Count the lines below in which "every" appears, then give that number by itself.
----
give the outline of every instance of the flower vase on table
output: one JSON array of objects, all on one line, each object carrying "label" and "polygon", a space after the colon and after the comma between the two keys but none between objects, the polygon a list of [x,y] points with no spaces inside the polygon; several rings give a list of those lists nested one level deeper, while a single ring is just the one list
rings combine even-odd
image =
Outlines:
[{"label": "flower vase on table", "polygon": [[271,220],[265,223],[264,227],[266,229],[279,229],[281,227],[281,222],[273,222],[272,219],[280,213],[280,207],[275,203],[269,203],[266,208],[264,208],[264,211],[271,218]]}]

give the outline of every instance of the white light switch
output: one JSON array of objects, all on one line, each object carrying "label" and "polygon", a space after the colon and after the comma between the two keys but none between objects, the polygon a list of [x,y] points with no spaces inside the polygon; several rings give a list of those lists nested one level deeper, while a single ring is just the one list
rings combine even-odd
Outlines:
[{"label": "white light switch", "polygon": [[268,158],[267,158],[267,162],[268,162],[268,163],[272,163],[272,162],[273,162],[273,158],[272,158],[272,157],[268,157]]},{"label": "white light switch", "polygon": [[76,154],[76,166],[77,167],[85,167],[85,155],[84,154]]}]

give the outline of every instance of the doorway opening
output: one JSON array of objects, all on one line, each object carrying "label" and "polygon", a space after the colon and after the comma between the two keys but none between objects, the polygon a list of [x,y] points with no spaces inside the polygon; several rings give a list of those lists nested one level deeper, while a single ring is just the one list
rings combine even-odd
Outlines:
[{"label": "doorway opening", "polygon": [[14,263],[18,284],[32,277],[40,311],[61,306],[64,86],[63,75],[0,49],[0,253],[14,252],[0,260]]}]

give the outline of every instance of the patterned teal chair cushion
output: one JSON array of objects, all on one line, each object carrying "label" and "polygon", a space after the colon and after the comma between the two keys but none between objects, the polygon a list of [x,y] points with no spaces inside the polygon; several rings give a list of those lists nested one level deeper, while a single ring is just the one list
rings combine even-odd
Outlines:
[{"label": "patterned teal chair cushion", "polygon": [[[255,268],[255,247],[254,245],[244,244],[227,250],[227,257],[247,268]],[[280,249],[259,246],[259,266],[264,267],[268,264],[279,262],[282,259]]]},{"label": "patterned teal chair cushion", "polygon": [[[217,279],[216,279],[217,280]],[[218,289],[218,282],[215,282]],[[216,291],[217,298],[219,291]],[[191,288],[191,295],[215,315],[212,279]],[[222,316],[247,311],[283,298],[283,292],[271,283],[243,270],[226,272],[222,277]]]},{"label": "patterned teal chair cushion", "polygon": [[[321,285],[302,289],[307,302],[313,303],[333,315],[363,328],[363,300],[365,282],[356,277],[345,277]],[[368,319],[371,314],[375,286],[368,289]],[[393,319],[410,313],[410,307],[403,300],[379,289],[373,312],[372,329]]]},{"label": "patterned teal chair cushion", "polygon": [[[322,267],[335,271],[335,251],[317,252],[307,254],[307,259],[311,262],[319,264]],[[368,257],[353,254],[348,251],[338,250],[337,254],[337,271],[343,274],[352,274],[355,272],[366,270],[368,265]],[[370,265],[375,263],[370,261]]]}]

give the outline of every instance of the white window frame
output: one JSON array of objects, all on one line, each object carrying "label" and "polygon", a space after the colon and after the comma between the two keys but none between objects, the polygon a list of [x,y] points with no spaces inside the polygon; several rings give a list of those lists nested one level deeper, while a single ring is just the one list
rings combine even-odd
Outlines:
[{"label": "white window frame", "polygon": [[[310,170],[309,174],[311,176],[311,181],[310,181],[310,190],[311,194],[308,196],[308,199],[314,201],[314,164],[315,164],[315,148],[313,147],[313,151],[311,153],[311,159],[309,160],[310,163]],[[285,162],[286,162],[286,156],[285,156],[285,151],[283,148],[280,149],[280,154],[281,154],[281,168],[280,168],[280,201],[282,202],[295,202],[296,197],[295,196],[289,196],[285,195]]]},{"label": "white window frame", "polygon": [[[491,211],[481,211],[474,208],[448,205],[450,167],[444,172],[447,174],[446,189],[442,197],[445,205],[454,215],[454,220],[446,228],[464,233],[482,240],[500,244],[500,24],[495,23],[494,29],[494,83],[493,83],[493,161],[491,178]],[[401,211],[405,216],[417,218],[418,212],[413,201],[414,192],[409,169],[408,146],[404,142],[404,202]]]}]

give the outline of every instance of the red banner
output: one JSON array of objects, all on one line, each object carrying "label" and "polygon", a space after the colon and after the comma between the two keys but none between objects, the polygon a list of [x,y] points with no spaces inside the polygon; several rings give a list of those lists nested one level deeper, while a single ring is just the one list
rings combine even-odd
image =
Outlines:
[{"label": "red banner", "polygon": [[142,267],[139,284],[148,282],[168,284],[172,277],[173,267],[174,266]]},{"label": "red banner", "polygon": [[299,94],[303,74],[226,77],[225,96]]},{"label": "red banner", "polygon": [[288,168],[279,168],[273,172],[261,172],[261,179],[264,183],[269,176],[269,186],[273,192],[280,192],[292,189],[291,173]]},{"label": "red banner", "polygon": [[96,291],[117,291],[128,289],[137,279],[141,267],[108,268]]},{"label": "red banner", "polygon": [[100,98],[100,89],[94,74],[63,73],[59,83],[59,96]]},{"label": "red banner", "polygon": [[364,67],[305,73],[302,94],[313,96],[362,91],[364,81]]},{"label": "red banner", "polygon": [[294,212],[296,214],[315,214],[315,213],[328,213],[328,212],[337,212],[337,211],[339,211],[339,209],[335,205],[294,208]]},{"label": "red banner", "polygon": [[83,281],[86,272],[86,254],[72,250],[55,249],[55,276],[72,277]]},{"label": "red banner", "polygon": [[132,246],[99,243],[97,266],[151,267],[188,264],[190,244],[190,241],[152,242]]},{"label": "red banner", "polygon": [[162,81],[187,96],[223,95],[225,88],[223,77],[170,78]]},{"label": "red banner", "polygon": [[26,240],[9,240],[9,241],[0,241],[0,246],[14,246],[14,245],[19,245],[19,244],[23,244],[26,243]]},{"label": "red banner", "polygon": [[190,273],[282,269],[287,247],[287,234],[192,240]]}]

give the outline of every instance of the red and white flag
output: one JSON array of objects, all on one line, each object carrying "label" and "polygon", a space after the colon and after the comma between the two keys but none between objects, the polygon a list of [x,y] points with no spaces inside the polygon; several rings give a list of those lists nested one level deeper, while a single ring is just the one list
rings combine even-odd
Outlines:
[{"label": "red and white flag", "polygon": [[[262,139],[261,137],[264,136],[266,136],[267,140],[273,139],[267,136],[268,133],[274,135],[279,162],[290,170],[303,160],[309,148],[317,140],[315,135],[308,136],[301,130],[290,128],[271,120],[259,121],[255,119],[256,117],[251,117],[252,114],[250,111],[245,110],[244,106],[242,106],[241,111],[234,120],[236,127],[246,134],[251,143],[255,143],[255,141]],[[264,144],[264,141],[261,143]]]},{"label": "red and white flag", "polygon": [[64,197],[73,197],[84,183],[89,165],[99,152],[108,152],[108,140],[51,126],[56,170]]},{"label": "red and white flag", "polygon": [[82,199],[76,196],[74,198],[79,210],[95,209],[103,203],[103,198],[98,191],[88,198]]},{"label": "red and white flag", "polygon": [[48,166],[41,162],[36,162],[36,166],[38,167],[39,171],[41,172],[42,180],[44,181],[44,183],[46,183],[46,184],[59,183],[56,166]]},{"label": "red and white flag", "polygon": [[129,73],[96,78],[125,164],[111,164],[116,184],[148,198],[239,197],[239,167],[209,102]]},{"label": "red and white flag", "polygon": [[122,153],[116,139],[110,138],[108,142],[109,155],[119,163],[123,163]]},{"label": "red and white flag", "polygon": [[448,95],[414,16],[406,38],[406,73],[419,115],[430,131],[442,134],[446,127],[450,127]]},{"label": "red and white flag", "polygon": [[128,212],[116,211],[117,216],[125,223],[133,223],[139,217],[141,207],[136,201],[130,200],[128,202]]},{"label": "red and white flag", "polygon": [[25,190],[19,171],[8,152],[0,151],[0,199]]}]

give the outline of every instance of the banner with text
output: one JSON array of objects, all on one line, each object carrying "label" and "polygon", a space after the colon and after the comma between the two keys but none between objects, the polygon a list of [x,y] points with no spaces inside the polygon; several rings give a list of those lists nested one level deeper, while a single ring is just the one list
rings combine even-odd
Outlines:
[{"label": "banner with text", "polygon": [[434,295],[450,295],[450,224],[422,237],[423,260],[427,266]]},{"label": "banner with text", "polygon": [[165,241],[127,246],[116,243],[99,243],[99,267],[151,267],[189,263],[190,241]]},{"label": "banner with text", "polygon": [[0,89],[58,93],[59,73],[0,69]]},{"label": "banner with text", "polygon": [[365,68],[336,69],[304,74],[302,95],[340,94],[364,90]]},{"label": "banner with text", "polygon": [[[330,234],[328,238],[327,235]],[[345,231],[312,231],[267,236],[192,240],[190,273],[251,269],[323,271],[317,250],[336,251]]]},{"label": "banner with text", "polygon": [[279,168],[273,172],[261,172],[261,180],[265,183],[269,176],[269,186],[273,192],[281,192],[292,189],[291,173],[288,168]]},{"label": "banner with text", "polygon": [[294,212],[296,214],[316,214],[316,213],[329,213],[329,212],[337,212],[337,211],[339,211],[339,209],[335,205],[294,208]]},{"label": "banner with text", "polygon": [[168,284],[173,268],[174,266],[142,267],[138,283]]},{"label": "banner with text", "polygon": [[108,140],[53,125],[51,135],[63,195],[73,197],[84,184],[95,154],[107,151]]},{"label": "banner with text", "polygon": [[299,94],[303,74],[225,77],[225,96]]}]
----
**Result of the exercise:** 8